» SET EXERCISE 1
Reproduce the API changelog excerpt in full, with every character unchanged.

Renaming /batching/ to /batch/

  • /v1/batching/things to /v1/batch/objects
  • /v1/batching/actions to /v1/batch/objects
  • /v1/batching/references to /v1/batch/references

From “schema” to “properties” in data object

The name “schema” on the data object is not intuitive and is replaced by “properties”. The change looks like:

{
  "class": "Article",
  "schema": {
    "author": "Jane Doe"
  }
}

to

{
  "class": "Article",
  "properties": {
    "author": "Jane Doe"
  }
}

Consistent casing in GraphQL properties

Previously, reference properties in the schema definitions are always lowercase, yet in graphQL they needed to be uppercased. E.g.: Article { OfAuthor { … on Author { name } } } }, even though the property is defined as ofAuthor. New is that the casing in GraphQL reflects exactly the casing in the schema definition, thus the above example would become: Article { ofAuthor { … on Author { name } } } }

Additional data properties in GraphQL and RESTful API

Since modularization, a module can contribute to the additional properties of a data object (thus are not fixed), which should be retrievable by the GraphQL and/or RESTful API.

» RECORDS
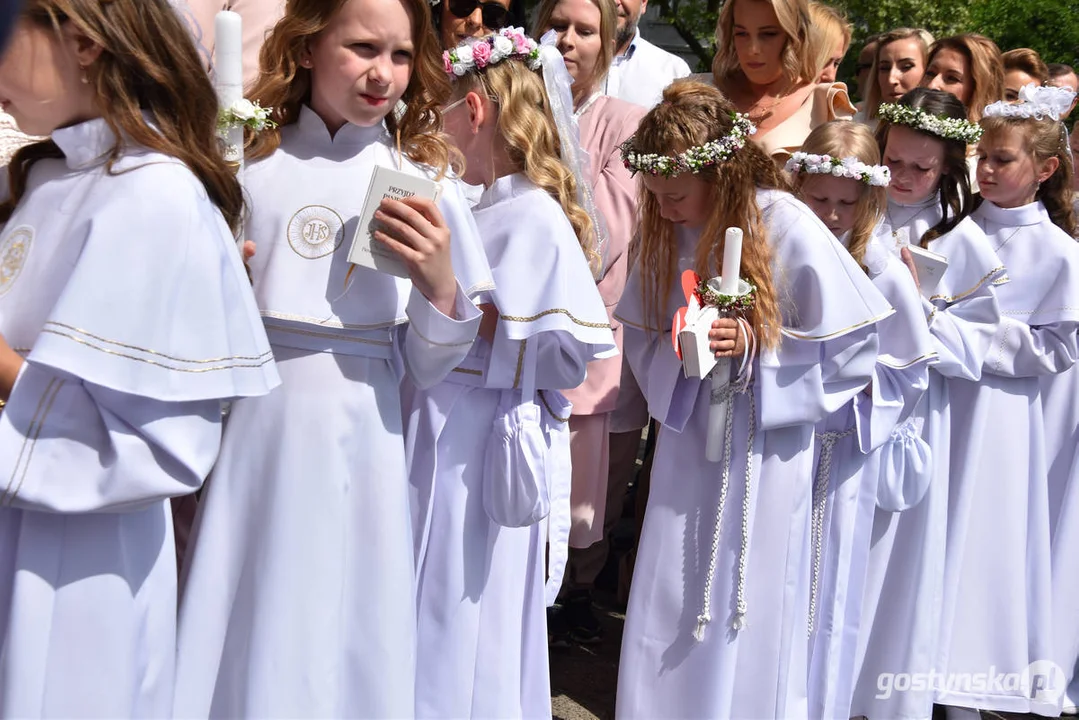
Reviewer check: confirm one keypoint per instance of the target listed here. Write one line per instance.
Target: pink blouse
(604, 125)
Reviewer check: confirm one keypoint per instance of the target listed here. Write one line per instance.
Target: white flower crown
(693, 160)
(1047, 103)
(476, 54)
(877, 176)
(950, 128)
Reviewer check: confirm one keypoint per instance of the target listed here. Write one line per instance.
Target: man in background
(640, 70)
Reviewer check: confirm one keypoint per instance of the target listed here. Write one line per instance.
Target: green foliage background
(1050, 27)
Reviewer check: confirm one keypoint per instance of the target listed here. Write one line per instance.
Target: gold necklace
(763, 113)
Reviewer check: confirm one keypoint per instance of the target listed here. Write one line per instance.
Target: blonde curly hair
(528, 127)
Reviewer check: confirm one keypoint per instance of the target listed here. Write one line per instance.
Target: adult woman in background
(586, 38)
(968, 66)
(830, 39)
(458, 19)
(767, 67)
(1022, 67)
(901, 58)
(863, 70)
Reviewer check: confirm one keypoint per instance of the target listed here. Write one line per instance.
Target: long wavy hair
(954, 188)
(985, 68)
(850, 139)
(798, 58)
(148, 65)
(1027, 60)
(285, 85)
(873, 94)
(829, 30)
(1045, 139)
(528, 128)
(609, 28)
(690, 114)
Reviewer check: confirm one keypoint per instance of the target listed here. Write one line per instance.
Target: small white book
(697, 357)
(930, 268)
(385, 182)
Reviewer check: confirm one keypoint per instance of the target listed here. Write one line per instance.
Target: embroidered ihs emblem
(315, 231)
(14, 249)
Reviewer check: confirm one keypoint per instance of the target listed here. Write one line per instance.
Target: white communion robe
(999, 553)
(751, 561)
(901, 610)
(1059, 393)
(482, 632)
(860, 447)
(298, 599)
(1060, 399)
(123, 289)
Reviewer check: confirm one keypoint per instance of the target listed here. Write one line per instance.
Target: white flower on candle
(245, 113)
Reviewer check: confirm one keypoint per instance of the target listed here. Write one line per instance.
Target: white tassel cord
(828, 442)
(739, 386)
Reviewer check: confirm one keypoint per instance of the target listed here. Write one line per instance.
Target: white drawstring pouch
(515, 474)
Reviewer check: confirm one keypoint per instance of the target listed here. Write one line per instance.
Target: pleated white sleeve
(68, 446)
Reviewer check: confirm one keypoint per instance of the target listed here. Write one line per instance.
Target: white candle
(732, 261)
(229, 76)
(229, 81)
(229, 51)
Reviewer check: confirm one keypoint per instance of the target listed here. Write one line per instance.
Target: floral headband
(877, 176)
(477, 54)
(950, 128)
(1048, 103)
(693, 160)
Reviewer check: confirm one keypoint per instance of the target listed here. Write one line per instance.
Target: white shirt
(641, 73)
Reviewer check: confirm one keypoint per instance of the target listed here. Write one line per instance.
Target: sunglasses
(495, 16)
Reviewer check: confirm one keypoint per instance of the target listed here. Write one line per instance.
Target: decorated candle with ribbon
(229, 80)
(729, 285)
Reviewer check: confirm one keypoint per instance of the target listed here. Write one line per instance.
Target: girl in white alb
(298, 597)
(126, 321)
(866, 446)
(1001, 551)
(923, 140)
(488, 448)
(720, 601)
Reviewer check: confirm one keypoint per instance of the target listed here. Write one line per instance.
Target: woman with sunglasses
(586, 38)
(458, 19)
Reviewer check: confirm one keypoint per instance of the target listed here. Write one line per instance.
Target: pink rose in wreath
(481, 54)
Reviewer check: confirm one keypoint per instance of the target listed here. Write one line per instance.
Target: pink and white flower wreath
(476, 54)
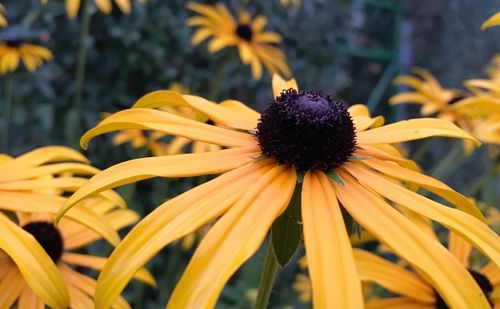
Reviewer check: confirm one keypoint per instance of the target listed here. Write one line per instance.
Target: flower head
(32, 187)
(254, 189)
(253, 43)
(11, 52)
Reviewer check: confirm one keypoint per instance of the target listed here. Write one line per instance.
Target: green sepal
(286, 231)
(335, 177)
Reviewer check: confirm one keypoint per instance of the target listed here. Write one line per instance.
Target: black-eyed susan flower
(32, 187)
(105, 6)
(255, 46)
(414, 289)
(344, 162)
(491, 22)
(12, 52)
(3, 20)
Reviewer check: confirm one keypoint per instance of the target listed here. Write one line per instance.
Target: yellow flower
(105, 6)
(344, 162)
(31, 187)
(416, 290)
(11, 52)
(253, 43)
(492, 21)
(3, 20)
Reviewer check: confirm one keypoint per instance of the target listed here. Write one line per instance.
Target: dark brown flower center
(244, 31)
(48, 236)
(308, 130)
(483, 282)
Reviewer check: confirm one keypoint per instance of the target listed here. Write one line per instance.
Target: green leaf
(286, 232)
(335, 177)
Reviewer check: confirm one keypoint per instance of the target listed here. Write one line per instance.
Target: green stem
(267, 279)
(7, 111)
(82, 59)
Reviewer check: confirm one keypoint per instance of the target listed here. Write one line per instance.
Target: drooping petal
(97, 263)
(233, 239)
(334, 279)
(35, 265)
(150, 119)
(408, 130)
(433, 185)
(184, 165)
(492, 21)
(397, 303)
(443, 271)
(460, 248)
(392, 277)
(170, 221)
(465, 225)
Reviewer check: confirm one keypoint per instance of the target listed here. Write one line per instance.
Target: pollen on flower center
(483, 282)
(308, 130)
(244, 31)
(48, 236)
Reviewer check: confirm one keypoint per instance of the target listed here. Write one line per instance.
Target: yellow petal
(397, 303)
(233, 239)
(42, 203)
(392, 277)
(97, 263)
(492, 21)
(44, 155)
(468, 227)
(279, 84)
(149, 119)
(184, 165)
(460, 248)
(442, 270)
(35, 265)
(334, 279)
(433, 185)
(408, 130)
(11, 286)
(169, 222)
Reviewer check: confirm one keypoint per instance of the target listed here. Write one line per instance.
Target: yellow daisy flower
(344, 162)
(32, 56)
(105, 6)
(31, 187)
(3, 20)
(415, 290)
(492, 21)
(253, 43)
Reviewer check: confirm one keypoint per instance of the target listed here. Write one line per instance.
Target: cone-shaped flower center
(13, 43)
(48, 236)
(483, 282)
(244, 31)
(308, 130)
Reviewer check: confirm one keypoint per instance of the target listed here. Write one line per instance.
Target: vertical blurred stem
(267, 279)
(7, 111)
(81, 60)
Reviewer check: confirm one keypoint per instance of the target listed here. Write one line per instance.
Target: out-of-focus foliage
(350, 48)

» SET EXERCISE 2
Count the lines of the records that contain the word "wreath", treating case as significant, and give only the number.

» WORKED ANSWER 1
Renaming /batching/ to /batch/

  • /v1/batching/things to /v1/batch/objects
  • /v1/batching/actions to /v1/batch/objects
  • /v1/batching/references to /v1/batch/references

From “schema” to “properties” in data object

The name “schema” on the data object is not intuitive and is replaced by “properties”. The change looks like:

{
  "class": "Article",
  "schema": {
    "author": "Jane Doe"
  }
}

to

{
  "class": "Article",
  "properties": {
    "author": "Jane Doe"
  }
}

Consistent casing in GraphQL properties

Previously, reference properties in the schema definitions are always lowercase, yet in graphQL they needed to be uppercased. E.g.: Article { OfAuthor { … on Author { name } } } }, even though the property is defined as ofAuthor. New is that the casing in GraphQL reflects exactly the casing in the schema definition, thus the above example would become: Article { ofAuthor { … on Author { name } } } }

Additional data properties in GraphQL and RESTful API

Since modularization, a module can contribute to the additional properties of a data object (thus are not fixed), which should be retrievable by the GraphQL and/or RESTful API.

» WORKED ANSWER 2
2